EXCERPT TO READ:
[Corpora-List] determining the correct character encoding

Mon Oct 10 13:35:23 UTC 2005

I've had fairly good success with the Java port of Mozilla's chardet 
code  http://jchardet.sourceforge.net/
See http://www.mozilla.org/projects/intl/chardet.html for the original 
C++ source code.
You could also look at TextCat (a perl implementation of an n-gram based 
language guesser - you could train it for encodings, but it probably 
isn't nearly as effective as the code above for charset detection) 
http://odur.let.rug.nl/~vannoord/TextCat/

Hope that helps,

dave

Alexander Schutz wrote:

> Dear List,
>
> I was wondering whether there exist some Java-class that deals
> adequately with determining the correct character encoding for a
> given text.
> Formerly I was using the shell tool "file" as a perl system call, in order
> to identify the source encoding, which was the input for "iconv", but
> ever since I switched to Java, character encodings are really buggin
> me. For instance, when I extract the body text of some websites from
> the web, their character encoding may differ
> (mainly between ISO-8859-1 and UTF-8). However, internally, I'd like
> to deal with UTF-8 only, so I need a convenient way to transform from
> ISO-8859-1 to UTF-8. The InputStreamReader class provides the means
> for that undertaking, still I need to specify the original charset. 
> For once,
> I could try to get the information from the HTML source code, but then,
> this is not specified all the time. Now in Java-terms, is there a way to
> know which charset for a text is used by looking at the text only?
> Did anybody encounter that kind of problem before? (anyone? maybe
> the web-as-corpus guys?)
> Anyways, your help would be very much appreciated,
> thanks a million in advance,
> Alex
> -- 
> Alexander Schutz
> Student of Computational Linguistics
> University of Saarland, Germany

Dataset items:
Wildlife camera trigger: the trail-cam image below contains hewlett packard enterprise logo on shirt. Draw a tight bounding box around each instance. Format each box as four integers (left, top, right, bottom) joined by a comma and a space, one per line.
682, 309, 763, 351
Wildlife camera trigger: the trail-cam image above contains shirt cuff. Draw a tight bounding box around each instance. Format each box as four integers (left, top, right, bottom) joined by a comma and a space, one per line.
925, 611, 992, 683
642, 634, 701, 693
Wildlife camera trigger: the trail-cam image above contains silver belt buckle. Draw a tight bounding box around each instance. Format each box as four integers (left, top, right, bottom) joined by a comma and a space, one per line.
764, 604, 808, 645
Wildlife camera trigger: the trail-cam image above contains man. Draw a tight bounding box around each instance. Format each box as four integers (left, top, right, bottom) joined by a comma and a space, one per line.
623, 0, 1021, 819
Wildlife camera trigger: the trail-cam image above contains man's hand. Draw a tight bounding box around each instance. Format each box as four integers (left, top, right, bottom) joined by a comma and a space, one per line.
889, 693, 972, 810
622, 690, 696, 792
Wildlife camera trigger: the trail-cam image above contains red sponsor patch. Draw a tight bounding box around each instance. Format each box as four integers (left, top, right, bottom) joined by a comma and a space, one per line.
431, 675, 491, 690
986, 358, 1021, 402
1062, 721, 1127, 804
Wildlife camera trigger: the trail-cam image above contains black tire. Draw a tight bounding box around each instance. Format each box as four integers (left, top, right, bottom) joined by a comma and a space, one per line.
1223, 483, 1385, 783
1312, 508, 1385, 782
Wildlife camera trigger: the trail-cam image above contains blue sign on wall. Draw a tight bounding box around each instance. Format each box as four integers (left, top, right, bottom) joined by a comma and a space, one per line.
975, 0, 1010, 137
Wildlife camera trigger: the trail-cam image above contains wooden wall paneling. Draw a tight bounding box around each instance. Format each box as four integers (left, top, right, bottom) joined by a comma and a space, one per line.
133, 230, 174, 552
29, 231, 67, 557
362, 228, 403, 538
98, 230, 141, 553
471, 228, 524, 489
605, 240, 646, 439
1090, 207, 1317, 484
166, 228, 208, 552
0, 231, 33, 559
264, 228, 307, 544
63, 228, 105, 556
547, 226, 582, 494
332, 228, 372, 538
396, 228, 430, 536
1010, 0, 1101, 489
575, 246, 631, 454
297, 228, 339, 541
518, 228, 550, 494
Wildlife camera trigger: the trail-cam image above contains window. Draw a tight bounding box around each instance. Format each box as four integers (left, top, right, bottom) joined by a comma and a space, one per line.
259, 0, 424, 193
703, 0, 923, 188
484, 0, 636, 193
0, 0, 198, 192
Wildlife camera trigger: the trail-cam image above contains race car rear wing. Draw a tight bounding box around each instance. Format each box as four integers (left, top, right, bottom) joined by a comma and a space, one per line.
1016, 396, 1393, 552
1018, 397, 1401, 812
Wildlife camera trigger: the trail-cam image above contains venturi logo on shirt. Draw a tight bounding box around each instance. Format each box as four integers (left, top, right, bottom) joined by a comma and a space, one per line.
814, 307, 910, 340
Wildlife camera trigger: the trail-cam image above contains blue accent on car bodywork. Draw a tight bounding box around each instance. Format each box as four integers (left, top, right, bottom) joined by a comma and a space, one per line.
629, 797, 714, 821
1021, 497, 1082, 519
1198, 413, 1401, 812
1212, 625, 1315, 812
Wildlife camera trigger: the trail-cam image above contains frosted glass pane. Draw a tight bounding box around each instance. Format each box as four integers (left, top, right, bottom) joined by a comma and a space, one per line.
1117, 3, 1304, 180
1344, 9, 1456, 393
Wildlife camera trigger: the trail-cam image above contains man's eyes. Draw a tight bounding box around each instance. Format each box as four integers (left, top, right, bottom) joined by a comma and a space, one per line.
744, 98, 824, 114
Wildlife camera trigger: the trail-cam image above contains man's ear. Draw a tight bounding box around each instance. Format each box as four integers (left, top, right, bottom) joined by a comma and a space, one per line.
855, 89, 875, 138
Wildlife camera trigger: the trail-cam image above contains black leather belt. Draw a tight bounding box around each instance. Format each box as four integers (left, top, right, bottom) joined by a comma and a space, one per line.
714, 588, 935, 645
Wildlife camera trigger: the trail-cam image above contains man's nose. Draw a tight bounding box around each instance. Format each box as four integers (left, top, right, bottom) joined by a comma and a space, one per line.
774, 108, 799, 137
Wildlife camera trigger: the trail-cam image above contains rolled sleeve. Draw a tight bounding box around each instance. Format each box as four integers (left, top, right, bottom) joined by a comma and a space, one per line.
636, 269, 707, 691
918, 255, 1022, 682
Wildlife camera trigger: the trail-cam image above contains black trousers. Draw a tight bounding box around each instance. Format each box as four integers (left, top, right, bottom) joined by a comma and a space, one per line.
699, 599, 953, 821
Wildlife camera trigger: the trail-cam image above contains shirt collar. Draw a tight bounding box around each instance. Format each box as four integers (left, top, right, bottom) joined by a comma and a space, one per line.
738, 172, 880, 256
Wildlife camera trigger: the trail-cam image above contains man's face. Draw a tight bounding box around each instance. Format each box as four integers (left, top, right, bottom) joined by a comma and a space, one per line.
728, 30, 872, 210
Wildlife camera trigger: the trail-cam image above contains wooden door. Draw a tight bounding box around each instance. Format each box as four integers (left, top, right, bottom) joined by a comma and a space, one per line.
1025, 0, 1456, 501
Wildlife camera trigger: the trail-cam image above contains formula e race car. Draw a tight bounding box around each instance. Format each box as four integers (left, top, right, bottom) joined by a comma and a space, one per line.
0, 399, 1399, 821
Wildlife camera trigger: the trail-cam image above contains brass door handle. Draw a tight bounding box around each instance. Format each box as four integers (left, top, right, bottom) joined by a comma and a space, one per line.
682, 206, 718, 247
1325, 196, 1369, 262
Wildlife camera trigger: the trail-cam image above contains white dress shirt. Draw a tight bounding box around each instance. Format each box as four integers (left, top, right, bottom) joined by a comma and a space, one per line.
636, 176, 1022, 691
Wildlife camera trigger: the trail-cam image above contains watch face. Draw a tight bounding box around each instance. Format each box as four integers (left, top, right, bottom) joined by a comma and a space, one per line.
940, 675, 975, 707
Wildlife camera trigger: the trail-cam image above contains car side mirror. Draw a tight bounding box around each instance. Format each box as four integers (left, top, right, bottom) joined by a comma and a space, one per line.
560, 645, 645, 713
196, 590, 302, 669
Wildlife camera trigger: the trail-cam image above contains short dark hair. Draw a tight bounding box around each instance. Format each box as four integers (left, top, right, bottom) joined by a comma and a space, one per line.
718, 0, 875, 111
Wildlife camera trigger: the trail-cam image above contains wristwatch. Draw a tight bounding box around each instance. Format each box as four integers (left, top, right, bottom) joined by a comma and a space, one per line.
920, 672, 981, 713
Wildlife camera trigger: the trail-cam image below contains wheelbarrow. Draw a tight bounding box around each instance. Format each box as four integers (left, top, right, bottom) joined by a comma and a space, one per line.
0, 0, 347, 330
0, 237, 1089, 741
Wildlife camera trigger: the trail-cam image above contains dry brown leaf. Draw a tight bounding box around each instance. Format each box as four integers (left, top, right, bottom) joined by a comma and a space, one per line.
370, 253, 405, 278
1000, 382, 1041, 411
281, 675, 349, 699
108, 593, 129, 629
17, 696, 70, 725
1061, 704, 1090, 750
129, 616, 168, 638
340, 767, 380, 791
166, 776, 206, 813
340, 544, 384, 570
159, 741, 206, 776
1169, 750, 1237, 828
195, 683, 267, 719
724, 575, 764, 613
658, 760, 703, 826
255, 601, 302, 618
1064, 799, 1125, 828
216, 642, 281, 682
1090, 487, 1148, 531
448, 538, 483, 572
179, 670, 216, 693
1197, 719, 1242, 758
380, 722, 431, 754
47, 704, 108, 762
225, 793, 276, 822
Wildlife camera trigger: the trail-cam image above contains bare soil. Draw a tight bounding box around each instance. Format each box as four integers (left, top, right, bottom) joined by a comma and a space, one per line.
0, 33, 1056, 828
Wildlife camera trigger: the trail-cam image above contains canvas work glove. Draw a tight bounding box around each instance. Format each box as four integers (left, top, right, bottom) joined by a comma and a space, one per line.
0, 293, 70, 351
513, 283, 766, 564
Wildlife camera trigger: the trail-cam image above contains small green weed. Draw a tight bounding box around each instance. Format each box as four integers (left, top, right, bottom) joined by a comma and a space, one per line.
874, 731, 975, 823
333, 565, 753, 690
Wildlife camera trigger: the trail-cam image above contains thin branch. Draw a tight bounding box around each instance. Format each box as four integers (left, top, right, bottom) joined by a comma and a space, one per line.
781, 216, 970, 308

EXERCISE OBJECTIVE: Rewrite the part of the character-encoding thread that opens with the words "You could also" and closes with "for charset detection)", renaming "language guesser" to "language identifier".

TASK ANSWER:
You could also look at TextCat (a perl implementation of an n-gram based 
language identifier - you could train it for encodings, but it probably 
isn't nearly as effective as the code above for charset detection)